Document segment –
»»
Driving home yesterday, I saw what in another time might have been imagined to have been one of the Four Horsemen of the Apocalypse and/or another signal that End Times are nigh. Parked near the entrance to the closed-for-the day Toyota dealership, but still idling because I guess it just wasn't consuming enough fossil fuel, was a black Cadillac-one of the large Death Star size cars, not the hip pocket rockets or the trendy Euro-styled sleds.
This was an old school Caddy, the 'as a matter of fact, I do have a deed to the road in the glove compartment, so shut up, peasant' sized car, as black as Christie Brinkley's heart, or Peter Cook's reputation (sorry. I found all of that so amazingly embarrassing and stupidly self-aggrandizing last week. I now know what to get their kids as birthday presents, gift certificates for therapists). The unapologetic flagship of the Cadillac Ranch.
The couple who had been in it were walking around a Prius not peering into the windows, yet, and about as far away as we are from one another in line at ATM's. Not sure they could see the brag sheet on the backseat window on the driver's side, where the paper tells you about all the options, and how much they break out as, plus destination charges and what the EPA thinks the mileage should be. And we both know, these folks have never seen mileage numbers like those in any car they've ever driven.
Nor have they ever needed to. They looked about my age, though since they're driving a Caddy, obviously more successful, but that means we all probably went through the first Gas Crisis together back in 1973 (when gas at the pump in May of 73 was 39 cents a gallon and skyrocketed to 55 cents by the following June) and look at us now. Some of us didn't blink as we went from weekend use of petroleum products, at parties and such, to a little more during the work week, 'y'know, to take the edge off, dude' until we awakened a few short months ago to diesel topping five bucks a gallon, with high test about twenty cents behind and regular on the far side of four bucks a pop. Talk about the Man with the Golden Pump?
««
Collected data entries
»»
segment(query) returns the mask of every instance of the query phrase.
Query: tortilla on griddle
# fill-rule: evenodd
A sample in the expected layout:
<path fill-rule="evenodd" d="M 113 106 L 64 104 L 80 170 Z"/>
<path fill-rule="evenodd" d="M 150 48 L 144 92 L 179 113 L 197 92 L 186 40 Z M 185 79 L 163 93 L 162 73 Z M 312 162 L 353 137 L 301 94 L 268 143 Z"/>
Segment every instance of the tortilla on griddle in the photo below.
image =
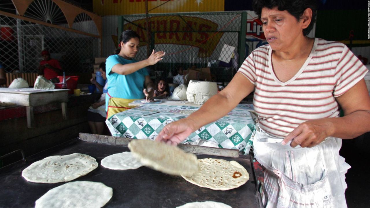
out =
<path fill-rule="evenodd" d="M 98 165 L 95 158 L 85 154 L 54 155 L 32 163 L 22 171 L 22 176 L 36 183 L 65 182 L 87 174 Z"/>
<path fill-rule="evenodd" d="M 227 204 L 212 201 L 191 202 L 176 208 L 232 208 Z"/>
<path fill-rule="evenodd" d="M 105 157 L 101 160 L 100 164 L 114 170 L 136 169 L 142 166 L 131 152 L 124 152 Z"/>
<path fill-rule="evenodd" d="M 70 182 L 49 190 L 36 200 L 35 208 L 100 208 L 112 195 L 113 189 L 101 183 Z"/>
<path fill-rule="evenodd" d="M 191 183 L 213 190 L 229 190 L 245 184 L 249 179 L 247 170 L 236 161 L 200 159 L 200 171 L 191 176 L 181 175 Z"/>
<path fill-rule="evenodd" d="M 191 175 L 199 171 L 196 156 L 178 147 L 149 140 L 133 140 L 128 148 L 142 164 L 165 173 Z"/>

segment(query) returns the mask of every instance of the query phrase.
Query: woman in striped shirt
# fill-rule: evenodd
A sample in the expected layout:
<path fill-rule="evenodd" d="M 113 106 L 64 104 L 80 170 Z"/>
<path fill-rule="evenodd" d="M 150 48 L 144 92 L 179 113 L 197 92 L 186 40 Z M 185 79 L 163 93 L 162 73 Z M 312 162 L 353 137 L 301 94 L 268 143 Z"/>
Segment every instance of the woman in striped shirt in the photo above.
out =
<path fill-rule="evenodd" d="M 253 6 L 269 44 L 246 59 L 225 89 L 166 126 L 157 140 L 181 142 L 254 90 L 253 147 L 265 168 L 267 207 L 346 207 L 350 167 L 339 151 L 342 139 L 370 131 L 367 70 L 344 44 L 306 36 L 314 0 L 254 0 Z"/>

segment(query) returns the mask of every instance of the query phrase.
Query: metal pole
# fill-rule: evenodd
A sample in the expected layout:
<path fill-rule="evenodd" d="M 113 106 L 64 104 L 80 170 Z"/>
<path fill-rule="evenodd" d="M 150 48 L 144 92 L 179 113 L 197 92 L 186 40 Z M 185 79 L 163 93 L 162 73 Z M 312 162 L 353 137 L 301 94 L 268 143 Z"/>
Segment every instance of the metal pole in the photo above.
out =
<path fill-rule="evenodd" d="M 246 33 L 247 28 L 247 12 L 243 11 L 242 13 L 242 25 L 240 27 L 240 37 L 239 38 L 239 47 L 238 50 L 239 53 L 239 66 L 240 67 L 244 61 L 244 57 L 245 56 L 245 36 Z M 237 70 L 238 69 L 237 69 Z"/>
<path fill-rule="evenodd" d="M 17 11 L 17 14 L 19 15 L 18 11 Z M 22 41 L 22 33 L 21 21 L 19 19 L 17 19 L 17 39 L 18 45 L 18 62 L 19 66 L 19 71 L 23 72 L 24 70 L 24 66 L 23 56 L 23 47 L 22 47 L 23 44 Z"/>
<path fill-rule="evenodd" d="M 148 1 L 145 1 L 145 20 L 147 22 L 145 28 L 147 28 L 147 56 L 150 56 L 152 53 L 150 50 L 150 31 L 149 30 L 149 14 L 148 10 Z M 154 48 L 153 48 L 154 49 Z"/>

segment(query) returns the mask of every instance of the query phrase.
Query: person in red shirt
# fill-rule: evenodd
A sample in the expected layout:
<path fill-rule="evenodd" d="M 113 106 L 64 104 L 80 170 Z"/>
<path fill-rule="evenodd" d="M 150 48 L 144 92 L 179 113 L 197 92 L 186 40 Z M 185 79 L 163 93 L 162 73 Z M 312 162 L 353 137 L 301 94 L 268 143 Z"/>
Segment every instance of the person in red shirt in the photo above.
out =
<path fill-rule="evenodd" d="M 50 53 L 46 50 L 41 52 L 43 60 L 40 62 L 38 67 L 38 75 L 43 75 L 44 77 L 54 83 L 59 82 L 57 77 L 61 75 L 63 71 L 58 60 L 50 58 Z"/>

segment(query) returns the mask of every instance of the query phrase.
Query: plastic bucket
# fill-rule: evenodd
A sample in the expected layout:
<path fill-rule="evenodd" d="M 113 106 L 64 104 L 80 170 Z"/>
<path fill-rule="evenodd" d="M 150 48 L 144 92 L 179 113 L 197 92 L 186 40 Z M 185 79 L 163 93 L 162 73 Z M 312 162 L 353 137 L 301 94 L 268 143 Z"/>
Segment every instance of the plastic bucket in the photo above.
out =
<path fill-rule="evenodd" d="M 103 77 L 96 77 L 96 81 L 99 83 L 99 84 L 104 87 L 104 84 L 105 83 L 105 80 L 103 78 Z M 98 88 L 96 88 L 96 91 L 97 92 L 99 92 L 99 89 Z M 100 92 L 101 93 L 102 93 L 102 92 Z"/>
<path fill-rule="evenodd" d="M 6 41 L 11 41 L 14 38 L 14 30 L 10 26 L 0 26 L 0 39 Z"/>
<path fill-rule="evenodd" d="M 78 80 L 78 76 L 65 76 L 65 81 L 67 83 L 67 89 L 69 89 L 70 91 L 68 91 L 69 94 L 73 94 L 73 90 L 77 88 L 77 81 Z M 58 78 L 59 79 L 59 82 L 61 83 L 63 81 L 63 76 L 58 76 Z"/>

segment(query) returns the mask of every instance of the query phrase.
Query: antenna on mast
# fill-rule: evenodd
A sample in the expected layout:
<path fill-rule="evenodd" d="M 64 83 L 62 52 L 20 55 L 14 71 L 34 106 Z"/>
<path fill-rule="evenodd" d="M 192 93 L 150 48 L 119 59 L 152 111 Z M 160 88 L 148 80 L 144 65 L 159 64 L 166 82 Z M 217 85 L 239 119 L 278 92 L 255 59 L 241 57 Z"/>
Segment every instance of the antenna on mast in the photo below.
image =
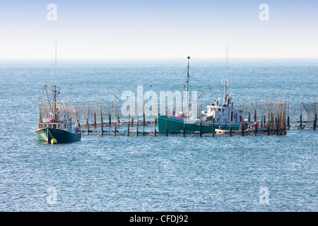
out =
<path fill-rule="evenodd" d="M 55 79 L 54 85 L 57 85 L 57 43 L 55 43 Z"/>
<path fill-rule="evenodd" d="M 226 79 L 226 74 L 228 73 L 228 42 L 226 47 L 226 67 L 225 67 L 225 78 L 221 80 L 221 85 L 224 85 L 224 104 L 226 102 L 226 85 L 228 85 L 228 80 Z"/>

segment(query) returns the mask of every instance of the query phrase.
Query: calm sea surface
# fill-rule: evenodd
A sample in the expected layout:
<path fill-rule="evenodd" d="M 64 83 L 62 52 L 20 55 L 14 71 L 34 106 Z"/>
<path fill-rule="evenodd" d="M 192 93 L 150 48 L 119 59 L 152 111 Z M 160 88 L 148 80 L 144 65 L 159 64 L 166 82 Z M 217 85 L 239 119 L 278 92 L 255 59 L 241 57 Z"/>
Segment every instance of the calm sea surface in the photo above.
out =
<path fill-rule="evenodd" d="M 192 90 L 211 85 L 205 106 L 222 95 L 225 61 L 190 63 Z M 214 138 L 83 135 L 78 143 L 40 144 L 38 101 L 43 84 L 52 81 L 52 62 L 0 64 L 0 211 L 318 210 L 317 131 Z M 71 101 L 77 95 L 85 105 L 88 95 L 98 106 L 102 92 L 105 105 L 105 91 L 110 100 L 114 93 L 136 93 L 137 85 L 143 92 L 182 91 L 186 67 L 186 58 L 58 61 L 57 81 Z M 290 102 L 298 104 L 300 95 L 313 102 L 318 61 L 232 61 L 228 76 L 238 104 L 251 92 L 261 100 L 289 91 Z"/>

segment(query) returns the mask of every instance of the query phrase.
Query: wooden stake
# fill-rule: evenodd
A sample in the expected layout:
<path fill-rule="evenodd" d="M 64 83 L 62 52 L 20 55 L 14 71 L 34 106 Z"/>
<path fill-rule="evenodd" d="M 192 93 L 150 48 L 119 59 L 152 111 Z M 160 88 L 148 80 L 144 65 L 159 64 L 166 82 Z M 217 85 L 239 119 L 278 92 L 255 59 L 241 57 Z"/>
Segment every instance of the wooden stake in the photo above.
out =
<path fill-rule="evenodd" d="M 115 128 L 114 128 L 114 136 L 117 133 L 117 105 L 116 105 L 116 95 L 114 95 L 114 111 L 115 111 Z"/>
<path fill-rule="evenodd" d="M 104 131 L 102 131 L 102 90 L 100 90 L 100 135 L 103 135 Z"/>

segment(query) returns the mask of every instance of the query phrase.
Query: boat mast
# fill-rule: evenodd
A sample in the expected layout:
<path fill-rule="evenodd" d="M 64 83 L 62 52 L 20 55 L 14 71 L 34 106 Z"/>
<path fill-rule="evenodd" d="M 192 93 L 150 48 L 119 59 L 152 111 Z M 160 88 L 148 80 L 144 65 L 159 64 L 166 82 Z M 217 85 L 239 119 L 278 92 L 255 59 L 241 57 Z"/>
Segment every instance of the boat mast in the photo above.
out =
<path fill-rule="evenodd" d="M 190 63 L 189 63 L 190 56 L 188 56 L 187 59 L 188 59 L 188 67 L 187 67 L 187 100 L 186 100 L 186 103 L 187 103 L 186 114 L 186 114 L 186 116 L 187 116 L 187 117 L 189 117 L 189 110 L 188 110 L 188 108 L 189 108 L 189 64 L 190 64 Z"/>
<path fill-rule="evenodd" d="M 54 100 L 54 120 L 57 119 L 57 44 L 55 43 L 55 78 L 54 83 L 53 84 L 53 100 Z"/>
<path fill-rule="evenodd" d="M 228 42 L 226 47 L 226 66 L 225 66 L 225 79 L 224 80 L 224 105 L 226 102 L 226 74 L 228 73 Z"/>

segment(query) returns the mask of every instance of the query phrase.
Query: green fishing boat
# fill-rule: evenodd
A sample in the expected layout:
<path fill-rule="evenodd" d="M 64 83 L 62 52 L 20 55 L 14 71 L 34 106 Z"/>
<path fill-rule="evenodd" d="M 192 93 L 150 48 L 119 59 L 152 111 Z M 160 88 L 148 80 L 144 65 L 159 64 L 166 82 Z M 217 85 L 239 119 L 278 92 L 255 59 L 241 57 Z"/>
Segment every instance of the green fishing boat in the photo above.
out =
<path fill-rule="evenodd" d="M 55 69 L 56 65 L 55 55 Z M 55 69 L 55 77 L 56 71 Z M 40 117 L 37 129 L 35 131 L 37 141 L 51 144 L 80 141 L 81 133 L 78 130 L 77 111 L 78 121 L 72 122 L 67 105 L 62 103 L 59 96 L 59 86 L 54 83 L 50 87 L 45 84 L 44 87 L 45 103 L 40 103 L 39 100 Z"/>
<path fill-rule="evenodd" d="M 188 56 L 188 66 L 187 74 L 187 91 L 189 90 L 189 59 Z M 201 115 L 195 119 L 189 118 L 186 112 L 178 112 L 169 110 L 166 114 L 158 114 L 157 117 L 158 132 L 179 133 L 179 132 L 200 132 L 214 133 L 218 131 L 237 131 L 242 127 L 246 129 L 247 123 L 243 119 L 242 111 L 236 109 L 232 102 L 232 95 L 226 95 L 226 86 L 228 80 L 225 78 L 221 81 L 224 85 L 224 102 L 214 100 L 213 103 L 206 106 L 206 110 L 201 111 Z M 219 98 L 219 100 L 220 100 Z"/>

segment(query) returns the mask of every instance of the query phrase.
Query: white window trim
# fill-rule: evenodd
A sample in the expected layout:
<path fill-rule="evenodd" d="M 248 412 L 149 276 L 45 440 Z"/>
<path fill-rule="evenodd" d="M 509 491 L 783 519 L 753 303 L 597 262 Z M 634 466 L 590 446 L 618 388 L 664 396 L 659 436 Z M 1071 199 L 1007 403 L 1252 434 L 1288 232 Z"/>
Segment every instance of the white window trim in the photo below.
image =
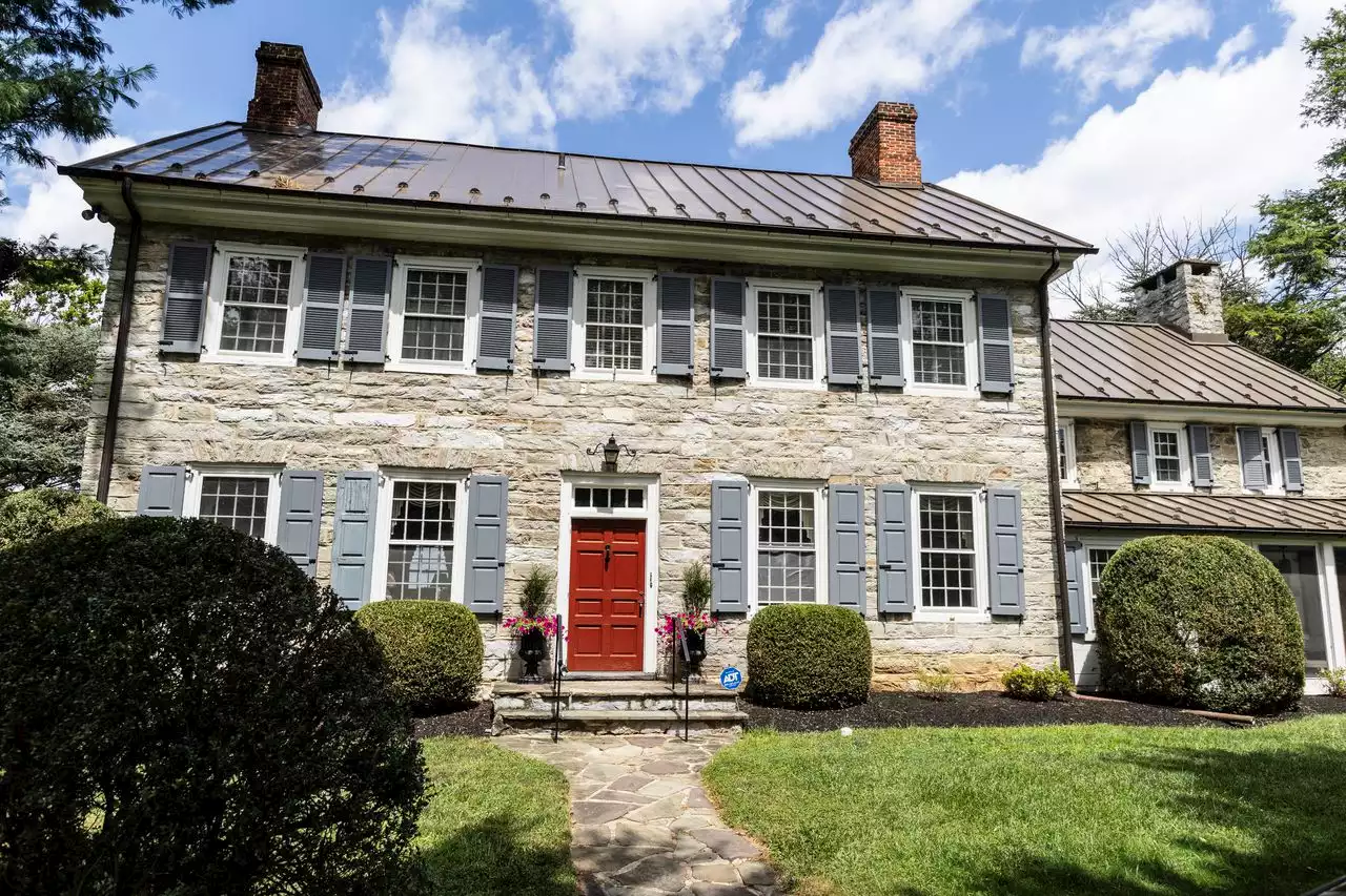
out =
<path fill-rule="evenodd" d="M 279 467 L 246 467 L 238 464 L 191 464 L 183 490 L 183 517 L 201 517 L 201 490 L 206 476 L 225 479 L 267 479 L 267 526 L 262 541 L 275 545 L 280 538 L 280 474 Z"/>
<path fill-rule="evenodd" d="M 417 470 L 408 467 L 381 467 L 378 470 L 378 529 L 374 531 L 374 578 L 369 599 L 388 597 L 388 548 L 393 531 L 393 484 L 397 482 L 454 483 L 454 584 L 450 601 L 463 603 L 467 576 L 467 480 L 470 474 L 456 470 Z"/>
<path fill-rule="evenodd" d="M 763 607 L 781 607 L 790 604 L 763 604 L 758 600 L 758 529 L 760 527 L 760 510 L 758 498 L 763 491 L 797 491 L 813 495 L 813 553 L 814 553 L 814 580 L 817 583 L 816 604 L 828 603 L 828 585 L 830 584 L 830 570 L 828 566 L 828 487 L 825 483 L 801 479 L 751 479 L 748 480 L 748 498 L 751 505 L 751 525 L 748 526 L 748 619 Z"/>
<path fill-rule="evenodd" d="M 813 330 L 813 379 L 775 379 L 758 375 L 758 292 L 809 293 L 809 323 Z M 826 389 L 828 350 L 822 281 L 750 278 L 746 301 L 747 307 L 743 309 L 743 366 L 747 371 L 748 385 L 771 389 Z"/>
<path fill-rule="evenodd" d="M 657 382 L 654 367 L 657 320 L 654 283 L 657 270 L 642 268 L 591 268 L 579 266 L 575 269 L 575 295 L 571 300 L 571 379 L 608 379 L 619 382 Z M 641 370 L 608 370 L 607 367 L 584 366 L 584 319 L 588 311 L 588 281 L 590 280 L 633 280 L 641 284 Z"/>
<path fill-rule="evenodd" d="M 975 569 L 972 573 L 976 593 L 973 607 L 926 607 L 921 585 L 921 498 L 944 496 L 956 498 L 972 496 L 972 549 Z M 929 483 L 911 486 L 911 576 L 913 576 L 913 622 L 957 622 L 980 620 L 991 618 L 991 562 L 987 554 L 987 490 L 983 486 L 956 486 L 948 483 Z"/>
<path fill-rule="evenodd" d="M 402 331 L 406 324 L 406 274 L 409 269 L 450 270 L 467 274 L 467 304 L 463 322 L 463 359 L 402 361 Z M 476 373 L 478 334 L 482 319 L 482 260 L 397 256 L 393 260 L 393 296 L 388 313 L 388 357 L 384 370 L 396 373 Z"/>
<path fill-rule="evenodd" d="M 962 301 L 962 346 L 966 369 L 966 383 L 961 386 L 917 382 L 915 323 L 911 315 L 911 300 Z M 975 396 L 981 386 L 981 358 L 977 351 L 977 309 L 970 289 L 937 289 L 934 287 L 902 287 L 902 369 L 907 371 L 907 394 L 929 396 Z"/>
<path fill-rule="evenodd" d="M 297 246 L 262 246 L 246 242 L 217 242 L 210 269 L 210 293 L 206 297 L 206 339 L 201 359 L 209 363 L 261 365 L 268 367 L 293 367 L 299 351 L 299 328 L 304 301 L 306 260 L 308 253 Z M 258 256 L 281 258 L 291 264 L 289 304 L 285 308 L 285 342 L 279 355 L 253 351 L 222 351 L 219 348 L 225 324 L 225 284 L 229 278 L 229 260 L 236 256 Z"/>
««
Directions –
(1) In the post about the black Cadillac, what did gas cost at the pump in May of 1973?
(2) Reproduce the post about the black Cadillac between "This was an" and "the Cadillac Ranch.", inclusive.
(3) Resume the post about the black Cadillac, starting after its final sentence.

Results in order –
(1) 39 cents a gallon.

(2)
This was an old school Caddy, the 'as a matter of fact, I do have a deed to the road in the glove compartment, so shut up, peasant' sized car, as black as Christie Brinkley's heart, or Peter Cook's reputation (sorry. I found all of that so amazingly embarrassing and stupidly self-aggrandizing last week. I now know what to get their kids as birthday presents, gift certificates for therapists). The unapologetic flagship of the Cadillac Ranch.

(3)
Suddenly those Hummers didn't look like such smart ideas, did they? And those pick-up trucks that are so large they come with their own zip codes are rusting on dealer's lots because if you can afford the gas it takes to get one of them to the market for the weekly groceries, you can't afford the groceries. Are you as impressed with your level of physical fitness as I am with mine (despite our years)? When my wife and I married thirty years ago, I couldn't even begin to get my arms around a hundred dollars' worth of groceries. Now, I can pick up a hundred bucks' worth of food without even using two hands. Must be putting steroids and fluoride in the water. Has anyone seen Rafael Palmeiro lately-now that the Viagra gig is over, has a he got a Culligan water service contract?
I figure it was their first visit to their next life-they may not know it yet, that's all. A follow-up visit, probably while the dealership is still closed because we have our pride as human beings, will find them looking at different colors of the car, and perhaps (shading their eyes) looking into the windows to see for themselves that the car has seats and headrests and, yes, a steering wheel. Perhaps on a third or fourth visit, the one just before they actually go and find a salesman (though I've never needed to seek out a salesman on a car lot. I feel a sugar cube at picnic near an army ant preserve.), one of them, probably him, will perhaps poke the car with a stick, looking for some Reason to Believe.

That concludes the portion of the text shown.